Written instruction: Write out every one of the records below word for word, leaving the pictures out.

Data shown:
┄┄┄┄┄┄┄┄┄┄

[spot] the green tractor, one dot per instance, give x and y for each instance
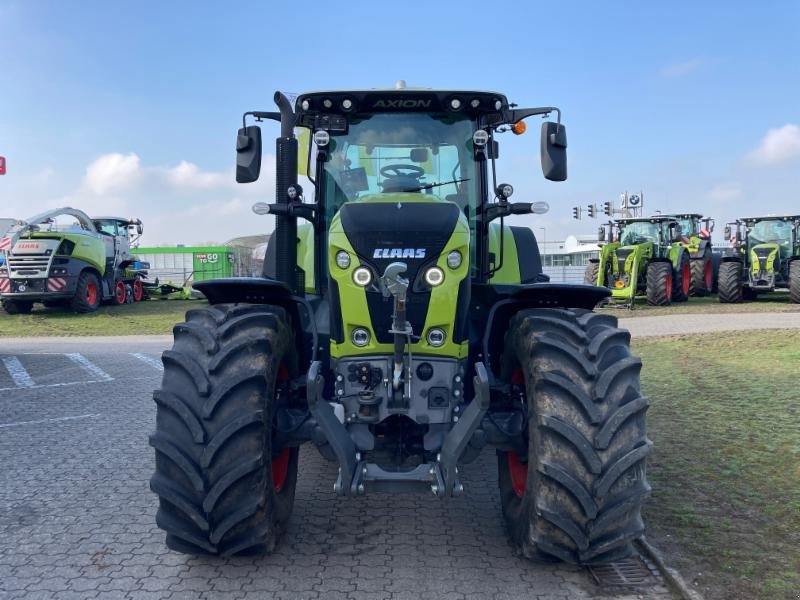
(65, 258)
(696, 232)
(642, 255)
(766, 257)
(400, 330)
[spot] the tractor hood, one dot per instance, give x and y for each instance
(418, 230)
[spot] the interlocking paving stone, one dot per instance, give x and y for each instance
(77, 517)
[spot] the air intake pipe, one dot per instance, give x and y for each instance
(285, 176)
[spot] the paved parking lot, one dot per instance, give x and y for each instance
(77, 517)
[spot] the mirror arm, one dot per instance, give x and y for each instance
(260, 116)
(517, 114)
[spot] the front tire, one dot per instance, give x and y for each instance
(222, 486)
(730, 287)
(577, 494)
(87, 293)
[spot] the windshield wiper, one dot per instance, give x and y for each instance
(428, 186)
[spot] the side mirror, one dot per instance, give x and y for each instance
(248, 154)
(554, 151)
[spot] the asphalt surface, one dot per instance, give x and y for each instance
(77, 516)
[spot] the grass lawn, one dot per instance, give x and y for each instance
(142, 318)
(776, 302)
(725, 470)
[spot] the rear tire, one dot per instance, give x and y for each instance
(794, 281)
(702, 275)
(659, 284)
(577, 494)
(87, 293)
(222, 487)
(17, 307)
(682, 279)
(591, 273)
(730, 287)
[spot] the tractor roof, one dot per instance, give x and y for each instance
(653, 219)
(772, 218)
(398, 100)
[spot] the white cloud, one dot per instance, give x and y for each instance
(779, 145)
(683, 68)
(724, 192)
(112, 172)
(189, 175)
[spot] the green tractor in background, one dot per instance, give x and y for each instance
(696, 232)
(766, 257)
(400, 330)
(642, 256)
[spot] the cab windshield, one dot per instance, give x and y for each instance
(772, 232)
(402, 152)
(687, 227)
(639, 232)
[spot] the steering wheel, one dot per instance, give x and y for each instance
(391, 171)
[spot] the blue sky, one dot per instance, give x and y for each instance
(131, 108)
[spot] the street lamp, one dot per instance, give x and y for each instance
(544, 244)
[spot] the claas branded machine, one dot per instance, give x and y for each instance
(401, 331)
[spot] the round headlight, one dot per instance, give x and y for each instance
(436, 337)
(454, 259)
(322, 138)
(342, 259)
(360, 337)
(362, 276)
(480, 138)
(434, 276)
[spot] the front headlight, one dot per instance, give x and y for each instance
(342, 259)
(454, 259)
(434, 276)
(362, 276)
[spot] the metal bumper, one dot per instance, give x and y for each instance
(355, 474)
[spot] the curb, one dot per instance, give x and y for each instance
(673, 578)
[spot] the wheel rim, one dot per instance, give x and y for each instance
(138, 291)
(280, 462)
(669, 286)
(119, 292)
(91, 293)
(685, 278)
(518, 471)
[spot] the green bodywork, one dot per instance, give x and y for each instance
(353, 299)
(89, 249)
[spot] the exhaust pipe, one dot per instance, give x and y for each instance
(285, 176)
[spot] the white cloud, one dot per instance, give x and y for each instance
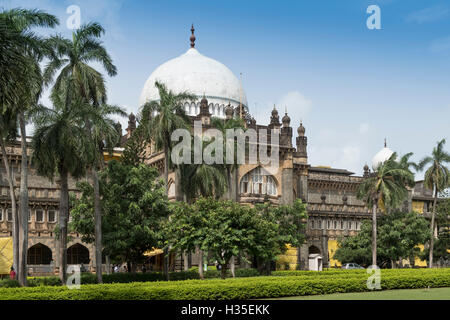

┄┄┄┄┄┄┄┄┄┄

Correct output:
[spot] the green tractor, one dot per instance, give x and y for each instance
(65, 258)
(696, 232)
(642, 255)
(766, 257)
(400, 330)
[spot] the tractor hood, one dot per instance, give x and y for each instance
(418, 230)
[spot] the interlocking paving stone, one dot per instance, give x and y for each instance
(77, 517)
[spot] the air intake pipe, one dot per instance, give x and y for each instance
(285, 176)
[spot] the paved parking lot, one dot per instance, give x and y for each instance
(77, 517)
[spot] the mirror arm, one dot per instance, give x and y for each instance
(260, 116)
(517, 114)
[spot] the front tire, one dot per instance, give x and y for each instance
(222, 486)
(730, 287)
(577, 494)
(87, 293)
[spot] the windshield wiper, one dot per instance, give x and y for each instance
(428, 186)
[spot] the side mirror, one dot per instance, give x and y for each instance
(248, 154)
(554, 151)
[spot] the asphalt surface, one dot per instance, give x and y for each instance
(77, 516)
[spot] the grass lawn, one dot per instance, give x and y for each instance
(142, 318)
(776, 302)
(725, 470)
[spot] the rear tire, one dot per instance, give x and y for each instance
(794, 281)
(702, 275)
(659, 284)
(577, 494)
(87, 293)
(222, 487)
(17, 307)
(682, 279)
(591, 273)
(730, 287)
[spot] the tractor roof, one dot per instance, give x and y for each instance
(653, 219)
(772, 218)
(398, 100)
[spot] the white cloud, one dot per instance, give x and y for each instance
(779, 145)
(683, 68)
(724, 192)
(112, 172)
(189, 175)
[spot] the green tractor in background, one dot per instance, give x and y for each instance
(696, 232)
(766, 257)
(400, 330)
(642, 256)
[spot] the cab windshield, one dot per instance, give x and y for each instance
(772, 232)
(402, 152)
(687, 227)
(639, 232)
[spot] the steering wheel, one dot per instance, give x and y for each instance
(391, 171)
[spot] the blue sky, one dot per instance, give x and y for each instance
(131, 108)
[spot] the street lamp, one dot per instance, give x and y for each instance
(544, 244)
[spot] the claas branded machine, one dot per instance, give x and y for each instance
(401, 331)
[spot] the round headlight, one dot per instance, give x and y for each instance
(436, 337)
(454, 259)
(322, 138)
(342, 259)
(360, 337)
(362, 276)
(480, 138)
(434, 276)
[spot] the front headlight, one dot per instance, give x and y for each instance
(342, 259)
(454, 259)
(434, 276)
(362, 276)
[spot] the metal bumper, one dot per instance, give x and y for each instance
(355, 474)
[spot] the curb, one dot per instance, give x and y for each instance
(673, 578)
[spot] the wheel rim, one dot per instance, give x and y for each instance
(138, 291)
(280, 462)
(669, 286)
(119, 292)
(91, 293)
(685, 278)
(518, 471)
[spot] the green bodywork, one dot per instance, give x and y for each instance
(353, 299)
(89, 249)
[spot] the exhaust pipe, one dot per instance, give x and y for each instance
(285, 176)
[spot] the white cloud, one dot per instance, give x and y for each instance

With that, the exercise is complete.